_AVAILABLE RECORDS_:
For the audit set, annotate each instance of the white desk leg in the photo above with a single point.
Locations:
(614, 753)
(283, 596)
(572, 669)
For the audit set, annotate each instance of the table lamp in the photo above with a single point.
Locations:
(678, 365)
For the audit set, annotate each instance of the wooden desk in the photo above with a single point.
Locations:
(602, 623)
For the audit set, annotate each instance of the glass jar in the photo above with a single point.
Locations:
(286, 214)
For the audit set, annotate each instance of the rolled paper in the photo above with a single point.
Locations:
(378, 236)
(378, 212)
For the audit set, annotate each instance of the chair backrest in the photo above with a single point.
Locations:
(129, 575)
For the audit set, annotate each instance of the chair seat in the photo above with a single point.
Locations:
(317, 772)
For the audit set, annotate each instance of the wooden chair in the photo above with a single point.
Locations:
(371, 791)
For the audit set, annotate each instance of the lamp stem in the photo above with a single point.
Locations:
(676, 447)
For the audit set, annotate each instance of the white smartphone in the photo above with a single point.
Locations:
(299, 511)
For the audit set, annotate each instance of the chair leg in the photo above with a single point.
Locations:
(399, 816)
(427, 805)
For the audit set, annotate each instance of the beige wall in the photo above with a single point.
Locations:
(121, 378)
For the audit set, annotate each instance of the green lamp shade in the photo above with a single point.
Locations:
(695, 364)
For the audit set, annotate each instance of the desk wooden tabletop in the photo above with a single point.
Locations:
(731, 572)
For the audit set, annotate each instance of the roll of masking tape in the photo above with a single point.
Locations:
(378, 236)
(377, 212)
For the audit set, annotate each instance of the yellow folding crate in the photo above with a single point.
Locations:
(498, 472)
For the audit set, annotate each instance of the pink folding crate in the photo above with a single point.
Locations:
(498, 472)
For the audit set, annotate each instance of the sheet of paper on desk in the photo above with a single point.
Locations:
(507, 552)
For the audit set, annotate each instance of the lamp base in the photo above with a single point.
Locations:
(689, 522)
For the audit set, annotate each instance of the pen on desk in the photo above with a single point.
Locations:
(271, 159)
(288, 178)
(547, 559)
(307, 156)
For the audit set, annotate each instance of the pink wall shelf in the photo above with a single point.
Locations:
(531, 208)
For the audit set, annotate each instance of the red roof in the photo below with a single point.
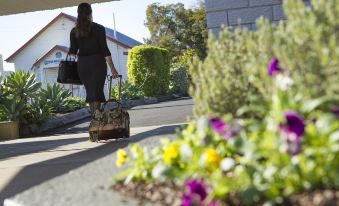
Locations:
(57, 47)
(71, 18)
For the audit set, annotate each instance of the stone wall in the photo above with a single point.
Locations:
(243, 13)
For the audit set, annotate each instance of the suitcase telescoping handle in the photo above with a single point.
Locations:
(110, 86)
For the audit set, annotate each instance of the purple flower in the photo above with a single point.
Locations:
(294, 146)
(335, 111)
(294, 129)
(274, 67)
(294, 124)
(187, 200)
(222, 128)
(196, 194)
(197, 187)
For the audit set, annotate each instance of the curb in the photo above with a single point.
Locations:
(56, 122)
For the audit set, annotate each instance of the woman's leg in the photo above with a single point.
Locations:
(94, 106)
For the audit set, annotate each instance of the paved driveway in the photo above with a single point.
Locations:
(25, 163)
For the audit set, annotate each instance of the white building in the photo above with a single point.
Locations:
(43, 52)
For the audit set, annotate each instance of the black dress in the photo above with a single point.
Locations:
(92, 67)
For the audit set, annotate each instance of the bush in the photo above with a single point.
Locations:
(17, 90)
(179, 80)
(128, 92)
(37, 111)
(55, 97)
(239, 160)
(234, 73)
(220, 83)
(149, 69)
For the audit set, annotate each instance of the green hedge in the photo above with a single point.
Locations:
(149, 69)
(234, 74)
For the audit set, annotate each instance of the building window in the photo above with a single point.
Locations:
(58, 55)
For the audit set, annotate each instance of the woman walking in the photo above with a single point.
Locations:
(88, 42)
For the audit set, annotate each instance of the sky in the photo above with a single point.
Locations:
(130, 15)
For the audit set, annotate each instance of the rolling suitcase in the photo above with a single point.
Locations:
(112, 121)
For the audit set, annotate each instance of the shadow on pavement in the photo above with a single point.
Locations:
(40, 172)
(15, 149)
(161, 107)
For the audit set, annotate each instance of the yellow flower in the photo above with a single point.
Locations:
(122, 158)
(171, 153)
(212, 157)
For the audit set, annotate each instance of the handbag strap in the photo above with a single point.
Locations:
(70, 58)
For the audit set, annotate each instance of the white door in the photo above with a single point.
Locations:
(51, 75)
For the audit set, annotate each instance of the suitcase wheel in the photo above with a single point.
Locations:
(93, 137)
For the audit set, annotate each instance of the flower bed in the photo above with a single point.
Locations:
(279, 148)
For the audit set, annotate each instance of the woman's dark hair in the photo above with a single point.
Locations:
(84, 22)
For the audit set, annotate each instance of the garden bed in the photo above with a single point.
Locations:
(169, 194)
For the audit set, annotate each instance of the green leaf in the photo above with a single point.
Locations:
(313, 104)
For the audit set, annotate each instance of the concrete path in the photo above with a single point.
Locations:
(36, 162)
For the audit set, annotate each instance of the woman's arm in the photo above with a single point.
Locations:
(111, 65)
(106, 52)
(73, 49)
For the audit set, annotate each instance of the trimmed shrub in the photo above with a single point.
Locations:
(74, 103)
(55, 97)
(128, 92)
(234, 75)
(179, 80)
(149, 69)
(220, 82)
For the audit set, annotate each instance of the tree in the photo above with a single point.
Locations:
(177, 29)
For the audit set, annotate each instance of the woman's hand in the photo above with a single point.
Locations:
(114, 73)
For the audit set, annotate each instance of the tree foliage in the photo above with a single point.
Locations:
(177, 29)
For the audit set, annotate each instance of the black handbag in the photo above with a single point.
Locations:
(68, 72)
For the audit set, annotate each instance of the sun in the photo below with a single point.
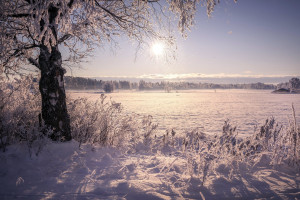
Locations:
(158, 48)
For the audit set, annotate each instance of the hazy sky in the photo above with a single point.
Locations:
(247, 38)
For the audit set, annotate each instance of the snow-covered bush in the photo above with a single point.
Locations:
(20, 119)
(103, 122)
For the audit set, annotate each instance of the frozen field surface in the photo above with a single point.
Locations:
(206, 109)
(63, 171)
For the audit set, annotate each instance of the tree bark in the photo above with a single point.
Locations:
(51, 85)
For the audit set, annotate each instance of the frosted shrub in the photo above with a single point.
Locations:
(19, 114)
(103, 122)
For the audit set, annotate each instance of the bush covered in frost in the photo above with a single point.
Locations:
(94, 122)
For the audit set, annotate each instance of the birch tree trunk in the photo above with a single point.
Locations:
(51, 85)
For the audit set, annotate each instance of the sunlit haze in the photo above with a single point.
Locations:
(244, 39)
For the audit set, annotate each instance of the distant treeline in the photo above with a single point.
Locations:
(87, 83)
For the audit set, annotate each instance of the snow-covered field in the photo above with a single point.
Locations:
(172, 166)
(206, 109)
(63, 171)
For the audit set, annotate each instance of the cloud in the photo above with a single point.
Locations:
(199, 75)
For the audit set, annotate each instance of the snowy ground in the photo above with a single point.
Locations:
(64, 171)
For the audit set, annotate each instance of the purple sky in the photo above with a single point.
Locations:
(248, 38)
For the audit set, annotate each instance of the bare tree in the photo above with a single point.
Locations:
(31, 32)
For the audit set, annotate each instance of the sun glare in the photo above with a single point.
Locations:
(158, 48)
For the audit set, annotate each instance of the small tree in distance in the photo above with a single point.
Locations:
(33, 31)
(108, 87)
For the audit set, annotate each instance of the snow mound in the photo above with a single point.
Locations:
(65, 171)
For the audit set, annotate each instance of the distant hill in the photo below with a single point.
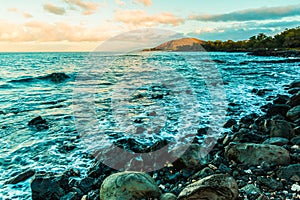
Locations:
(183, 44)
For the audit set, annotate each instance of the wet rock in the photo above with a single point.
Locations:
(294, 84)
(289, 171)
(70, 196)
(38, 123)
(168, 196)
(270, 183)
(278, 109)
(281, 99)
(250, 189)
(129, 185)
(230, 123)
(256, 154)
(48, 186)
(294, 100)
(218, 186)
(281, 128)
(276, 141)
(294, 90)
(294, 113)
(57, 77)
(189, 156)
(86, 184)
(21, 177)
(296, 140)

_ACTIVITY_:
Write out every line above again exactly, with the pictures left out.

_SOLVED PROBLEM_:
For the audit set, annotate each instance of the white desk leg in the photo above with a single point.
Locations:
(614, 753)
(283, 596)
(572, 669)
For the audit set, annotate each instance of the table lamp in the photo above with a single point.
Locations:
(678, 365)
For the audit set, annotate each instance of the wooden desk in the photo above with a single point.
Locations:
(602, 623)
For the audit set, annotate each instance of the glass jar in the photo above with a single point.
Locations:
(286, 214)
For the audit set, annotate each instance of the rolled paper in the photo above with a single point.
Locations:
(378, 236)
(378, 212)
For the audit set, annotate each instance of the chair backrest in the photo above with a single point.
Locations:
(129, 575)
For the audit set, annotate each instance of the chair seat in the photo above with a single point.
Locations:
(317, 772)
For the audit set, annotate each instance of the wooden chair in the photo above with a single point.
Locations:
(371, 791)
For the audit set, annotate each instance of the lamp stem in the photo above with a single point.
Locations:
(676, 447)
For the audit set, annotate each instance of the white smartphone in the photo above with a single point.
Locations:
(299, 511)
For the audit set, annotate each instance of the chair leg in the photo above with a single point.
Locations:
(399, 816)
(427, 805)
For the audit set, annotate each instance of the beige wall in the photo above with a single point.
Locations:
(121, 378)
For the audit set, annotate each instance of the green lamp shade in the photo above with a single point.
Locations:
(695, 364)
For the audit set, annotate each instance of the desk wooden tabletop in the photo above with a single point.
Locations:
(731, 572)
For the audit set, annotate each instance of the roll of masking tape in the photo above with a single point.
Locations:
(378, 236)
(377, 212)
For the audit set, annotate each instance of the yellow folding crate in the photo above with a single point.
Locations:
(498, 472)
For the audit set, annotate each instance of the pink folding crate in the photo above with a single point.
Locations:
(498, 472)
For the audit set, annotate each instance of the sheet of paper on desk in the photo above with a single point.
Locations:
(507, 552)
For the audit set, annotate each instance of the lamp base in the photo above with a single point.
Locations:
(689, 522)
For the audit set, annotate each instance of the pen on desk in the photo above with a single point.
Locations:
(271, 159)
(288, 178)
(547, 559)
(307, 156)
For the audit set, annotate each instance of the pink wall shelf in the photo above with a single point.
Locations:
(531, 208)
For the audit set, annotate each instance of the red roof in the photo below with a single point.
Locations:
(57, 47)
(71, 18)
For the audit set, annotate each instance of the stone wall in the photo above with a single point.
Locations:
(243, 13)
For the audit set, annotate each instance of the suitcase telescoping handle in the photo above with a single point.
Locations:
(110, 86)
For the audit set, annotate each instance of the purple flower in the photo above with a single point.
Locations:
(294, 146)
(335, 111)
(294, 129)
(274, 67)
(294, 124)
(187, 200)
(222, 128)
(196, 194)
(197, 187)
For the audit set, annotate each instance of the curb in the photo above with a single point.
Locations:
(56, 122)
For the audit set, annotate each instance of the woman's leg in the photo above with a single point.
Locations:
(94, 106)
For the audit set, annotate each instance of the paved driveway in the photo above with a single point.
Locations:
(25, 163)
For the audit set, annotate each instance of the white building in the photo above with a single point.
Locations:
(43, 52)
For the audit set, annotate each instance of the black dress in the photo above with a single point.
Locations:
(92, 67)
For the audit set, annotate each instance of the bush in the photo above with a single point.
Locations:
(17, 90)
(179, 80)
(128, 92)
(37, 111)
(55, 97)
(239, 160)
(234, 73)
(220, 83)
(149, 69)
For the audit set, annotate each instance of the green hedge in the photo above with a single point.
Locations:
(149, 69)
(234, 74)
For the audit set, annotate each instance of the building window in the photo above with a single point.
Locations:
(58, 55)
For the audit set, annotate each instance of the woman walking in the photo above with a single point.
Locations:
(88, 42)
For the audit set, annotate each instance of the sky in the photo above with a single point.
Locations:
(130, 15)
For the audit set, annotate each instance of the rolling suitcase in the photo above with a single point.
Locations:
(112, 121)
For the audit set, annotate each instance of the shadow on pavement in the photo above with a single point.
Locations:
(40, 172)
(15, 149)
(161, 107)
For the audit set, annotate each instance of the yellow flower in the photo above with a single point.
Locations:
(122, 158)
(171, 153)
(212, 157)
For the audit set, annotate each instance of the handbag strap in the photo above with a single point.
Locations:
(70, 58)
For the audit set, annotate each instance of the white door in the photo above with a single point.
Locations:
(51, 75)
For the audit set, annotate each instance of the suitcase wheel in the photo above with a single point.
Locations:
(93, 137)
For the audit set, annotate each instance of the flower bed in the photo above with a single point.
Locations:
(279, 148)
For the audit set, annotate each instance of the woman's dark hair in the photo above with a single point.
Locations:
(84, 22)
For the audit set, annotate each instance of the garden bed in the photo above with a single point.
Locations:
(169, 194)
For the audit set, annotate each instance of the green leaf in the photo above with a single point.
Locations:
(313, 104)
For the audit set, annotate each instance of the concrete path in the photo above with a single point.
Locations:
(36, 162)
For the audit set, annotate each instance of the woman's arm in the photo above with a single point.
Locations:
(111, 65)
(106, 52)
(73, 49)
For the audit set, annotate each instance of the trimmed shrub in the photo above with a single point.
Locations:
(74, 103)
(55, 97)
(128, 92)
(234, 75)
(179, 80)
(149, 69)
(220, 82)
For the audit set, annotate each instance of the tree in the photo above with a single point.
Locations:
(177, 29)
For the audit set, annotate each instance of the woman's hand in the photo above with a single point.
Locations:
(114, 73)
For the audit set, annotate each instance of the tree foliage in the photo above with a single point.
Locations:
(177, 29)
For the audit set, annotate each instance of the black handbag in the photo above with a single point.
Locations:
(68, 72)
For the audit set, annotate each instance of the sun in the photo below with a single point.
Locations:
(158, 48)
For the audit set, annotate each instance of the hazy sky in the photo above with a single point.
Locations:
(247, 38)
For the audit set, annotate each instance of the snow-covered bush in the photo above with a single point.
Locations:
(20, 119)
(103, 122)
For the audit set, annotate each instance of the frozen field surface in the photo above with a single point.
Locations:
(206, 109)
(63, 171)
For the audit set, annotate each instance of the tree bark in the photo above with a single point.
Locations:
(51, 85)
For the audit set, annotate each instance of the frosted shrub in the photo above with a single point.
Locations:
(19, 114)
(103, 122)
For the audit set, annotate each instance of the bush covered in frost in the photo above with a single point.
Locations:
(94, 122)
For the audit set, annotate each instance of the birch tree trunk in the photo above with a single point.
Locations:
(51, 85)
For the audit set, annotate each instance of the sunlit haze in the photo above with a single point.
Locations:
(244, 39)
For the audit set, annotate each instance of the distant treeline in the photo above with a single point.
Locations:
(87, 83)
For the audit set, annotate each instance of the snow-covered field in the photo above with a single point.
Locations:
(172, 166)
(206, 109)
(63, 171)
For the audit set, annotate each instance of the cloud in the photo above with a single point.
Locations:
(199, 75)
For the audit set, annotate each instance of the snowy ground in the photo above with a single point.
Locations:
(64, 171)
For the audit set, annotate each instance of the purple sky in the photo above with a single point.
Locations:
(248, 38)
For the audit set, annotate each instance of the bare tree in the photo above with a single point.
Locations:
(31, 32)
For the audit set, annotate each instance of the sun glare in the photo above with a single point.
Locations:
(158, 48)
For the audit set, annotate each instance of the small tree in distance in the photo above with a single point.
Locations:
(33, 31)
(108, 87)
For the audit set, annotate each instance of the snow mound in the photo above with a single point.
Locations:
(65, 171)
For the audit set, annotate each instance of the distant hill in the photo below with a single point.
Locations:
(183, 44)
For the audit set, annotate each instance of the wet rock in the photo above with a single point.
Locations:
(294, 84)
(289, 171)
(70, 196)
(38, 123)
(168, 196)
(270, 183)
(278, 109)
(281, 99)
(250, 189)
(129, 185)
(230, 123)
(256, 154)
(48, 186)
(294, 100)
(218, 186)
(281, 128)
(276, 141)
(294, 90)
(294, 113)
(57, 77)
(189, 156)
(86, 184)
(21, 177)
(296, 140)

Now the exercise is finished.